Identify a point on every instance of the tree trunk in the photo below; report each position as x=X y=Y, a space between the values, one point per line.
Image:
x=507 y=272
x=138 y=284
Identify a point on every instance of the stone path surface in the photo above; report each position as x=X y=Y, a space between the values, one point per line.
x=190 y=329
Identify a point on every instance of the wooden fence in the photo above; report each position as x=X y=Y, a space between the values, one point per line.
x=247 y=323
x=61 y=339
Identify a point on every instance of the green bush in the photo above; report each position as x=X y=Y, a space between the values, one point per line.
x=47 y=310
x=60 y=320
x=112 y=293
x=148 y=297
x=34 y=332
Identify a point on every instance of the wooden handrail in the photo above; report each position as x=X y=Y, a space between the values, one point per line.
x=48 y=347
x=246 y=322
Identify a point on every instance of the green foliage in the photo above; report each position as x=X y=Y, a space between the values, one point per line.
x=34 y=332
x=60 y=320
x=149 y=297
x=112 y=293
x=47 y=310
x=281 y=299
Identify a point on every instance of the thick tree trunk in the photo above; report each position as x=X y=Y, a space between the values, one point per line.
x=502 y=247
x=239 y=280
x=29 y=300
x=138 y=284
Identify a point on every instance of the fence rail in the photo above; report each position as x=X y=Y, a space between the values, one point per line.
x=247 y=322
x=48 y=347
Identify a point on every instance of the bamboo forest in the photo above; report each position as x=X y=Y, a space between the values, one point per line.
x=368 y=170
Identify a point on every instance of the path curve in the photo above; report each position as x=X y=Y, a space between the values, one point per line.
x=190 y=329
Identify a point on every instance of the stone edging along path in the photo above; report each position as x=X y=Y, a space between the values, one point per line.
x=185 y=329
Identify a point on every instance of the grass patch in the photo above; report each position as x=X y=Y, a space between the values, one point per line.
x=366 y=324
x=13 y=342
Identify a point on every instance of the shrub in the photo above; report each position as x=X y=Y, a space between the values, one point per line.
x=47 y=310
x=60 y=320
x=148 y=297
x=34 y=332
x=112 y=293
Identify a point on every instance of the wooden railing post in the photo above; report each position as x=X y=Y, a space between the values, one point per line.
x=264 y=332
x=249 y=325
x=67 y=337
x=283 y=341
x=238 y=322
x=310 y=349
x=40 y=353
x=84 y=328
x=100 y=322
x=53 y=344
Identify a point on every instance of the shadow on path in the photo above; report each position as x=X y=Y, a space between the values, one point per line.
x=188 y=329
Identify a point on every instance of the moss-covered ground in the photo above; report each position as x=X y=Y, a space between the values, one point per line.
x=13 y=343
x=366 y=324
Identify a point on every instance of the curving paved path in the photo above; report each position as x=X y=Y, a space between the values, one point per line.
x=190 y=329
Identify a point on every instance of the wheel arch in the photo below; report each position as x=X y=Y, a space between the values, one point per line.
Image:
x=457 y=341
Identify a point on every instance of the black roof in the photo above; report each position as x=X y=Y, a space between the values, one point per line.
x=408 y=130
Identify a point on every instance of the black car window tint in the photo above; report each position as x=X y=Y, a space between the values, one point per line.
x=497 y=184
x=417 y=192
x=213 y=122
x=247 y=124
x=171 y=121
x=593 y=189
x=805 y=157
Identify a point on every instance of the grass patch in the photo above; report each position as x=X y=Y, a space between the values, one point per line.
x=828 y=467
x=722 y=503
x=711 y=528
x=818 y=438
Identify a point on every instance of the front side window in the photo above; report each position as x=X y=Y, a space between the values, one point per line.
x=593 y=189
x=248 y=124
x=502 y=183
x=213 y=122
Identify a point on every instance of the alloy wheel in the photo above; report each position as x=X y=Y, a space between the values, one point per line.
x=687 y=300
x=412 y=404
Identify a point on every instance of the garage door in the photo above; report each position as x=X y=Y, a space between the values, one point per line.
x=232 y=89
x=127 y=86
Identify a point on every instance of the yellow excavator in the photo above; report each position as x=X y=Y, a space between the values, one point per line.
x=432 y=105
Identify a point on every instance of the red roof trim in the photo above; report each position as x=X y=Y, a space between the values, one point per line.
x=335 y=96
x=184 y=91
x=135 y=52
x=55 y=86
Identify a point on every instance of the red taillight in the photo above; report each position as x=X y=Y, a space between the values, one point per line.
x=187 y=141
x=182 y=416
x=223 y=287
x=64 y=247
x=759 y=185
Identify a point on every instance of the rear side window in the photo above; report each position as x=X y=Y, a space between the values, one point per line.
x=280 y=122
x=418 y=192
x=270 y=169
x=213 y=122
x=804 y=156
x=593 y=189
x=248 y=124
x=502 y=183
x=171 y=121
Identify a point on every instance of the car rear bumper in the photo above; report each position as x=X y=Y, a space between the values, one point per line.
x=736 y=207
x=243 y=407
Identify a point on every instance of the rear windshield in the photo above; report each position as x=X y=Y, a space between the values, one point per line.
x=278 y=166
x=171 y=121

---*---

* Work to be completed: Retype every entry, keeping each character as it was.

* Exercise solution:
Identify a point on every instance of the tree trunk in the photo below; report each position as x=X y=Y, a space between the values, one point per line.
Image:
x=507 y=272
x=138 y=284
Identify a point on every instance of the stone path surface in the photo above; report each position as x=X y=Y, a space between the values, one point per line.
x=190 y=329
Identify a point on every instance of the wooden fence in the photo above; report each position as x=X y=Y, a space between the values, one point per line.
x=247 y=323
x=61 y=339
Identify a point on every instance of the green bush in the photo above; report each position as x=X y=Y, a space between the values, one point per line.
x=47 y=310
x=60 y=320
x=112 y=293
x=148 y=297
x=34 y=332
Identify a point on every instance of the wooden handrail in the photo above; report each position as x=X y=Y, a space between the values, one point per line.
x=48 y=347
x=246 y=322
Identify a point on every instance of the green foliage in the photo above; report each position as x=X y=Y, a space between the values, one point per line.
x=34 y=332
x=60 y=320
x=149 y=297
x=112 y=293
x=47 y=310
x=281 y=299
Identify a point on every instance of the thick tree trunk in the photo above; report each position as x=X y=Y, a space between the values, one point per line.
x=502 y=247
x=239 y=280
x=29 y=300
x=138 y=284
Identify a point on every instance of the fence rail in the photo above; report each position as x=X y=Y, a space between the values, one point per line.
x=247 y=322
x=48 y=347
Identify a point on every instance of the bamboo forest in the photo above; report each position as x=X y=Y, a space between the values, one point per line.
x=368 y=170
Identify a point on every instance of the path curve in the photo above; report each position as x=X y=Y, a space between the values, one point per line.
x=190 y=329
Identify a point on every instance of the stone edging along path in the photo above; report each position as x=X y=Y, a space between the values, one point per line.
x=185 y=329
Identify a point on every instance of the grass patch in the photo above; report each position as x=X y=Y, a space between the values, one point per line.
x=366 y=324
x=13 y=342
Identify a point on every instance of the shrub in the photo above; report each position as x=X y=Y, a space between the values, one point per line.
x=47 y=310
x=60 y=320
x=148 y=297
x=34 y=332
x=112 y=293
Identify a point on every instance of the wooden railing post in the photo above; report each position as x=X y=Y, a space between the values, one point per line.
x=264 y=332
x=249 y=325
x=67 y=337
x=283 y=341
x=238 y=322
x=310 y=349
x=40 y=353
x=84 y=328
x=100 y=322
x=53 y=344
Identify a point on every instance of the shadow on path in the photo above; report each position as x=X y=Y, a space between the values, one point per line.
x=188 y=329
Identify a point on every instance of the moss-covered ground in the photo above; report each position as x=X y=Y, a space between the values, one point per line.
x=13 y=343
x=366 y=324
Identify a point on every instance of the curving paved path in the photo above; report each position as x=X y=Y, a space between the values, one point per line.
x=190 y=329
Identify a point on every instance of the wheel arch in the photo below; report each position as x=X y=Y, a space between the values, one point per line.
Image:
x=457 y=341
Identify a point on every instance of the black roof in the photo above; report each position as x=X y=Y, a space between the values, one point per line.
x=408 y=130
Identify a point on every instance of the black car window tint in the photo above; report each position as x=X y=Y, a space between the values, one point per line.
x=497 y=184
x=417 y=192
x=213 y=122
x=247 y=124
x=171 y=121
x=593 y=189
x=805 y=157
Identify a point on every instance of the grass patch in the photo above; report each position as x=X y=Y, a space between the values, one point per line.
x=828 y=467
x=722 y=503
x=711 y=528
x=818 y=438
Identify a point on every instance of the front side window in the photo above; report each position as x=X y=Y, a space between the values, one point per line.
x=593 y=189
x=248 y=124
x=502 y=183
x=213 y=122
Identify a point on every instance of the alloy wheel in the photo above; report each position as x=X y=Y, a space between the values, one point per line.
x=687 y=300
x=412 y=404
Identify a point on every instance of the garage door in the photo above; report each position as x=X y=Y, a space between the values, one point per line.
x=232 y=89
x=127 y=86
Identify a point on every instance of the yellow excavator in the photo above; report each position as x=X y=Y, a space between the values, one point per line.
x=432 y=105
Identify a point on every instance of the red roof trim in the photo above; report each position as x=X y=Y, a space between the values, one point per line.
x=335 y=96
x=184 y=91
x=135 y=52
x=55 y=86
Identify a point on every instance of the red taillight in the photo above; report each position as x=X y=Y, a space between the values, one point per line.
x=187 y=141
x=182 y=416
x=223 y=287
x=64 y=247
x=759 y=185
Identify a point on every instance of the rear side window in the photo above; report each position as x=X y=Y, a space between the values, one point per line.
x=280 y=122
x=418 y=192
x=270 y=169
x=213 y=122
x=804 y=156
x=593 y=189
x=248 y=124
x=502 y=183
x=171 y=121
Identify a point on every instance of the car rear bumper in the photo above; report each position as x=X y=Y, a space between the values, one point per line.
x=736 y=207
x=243 y=407
Identify a point on every instance of the rear windshield in the photo above; report each position as x=X y=Y, a space between the values, one point per line.
x=278 y=166
x=171 y=121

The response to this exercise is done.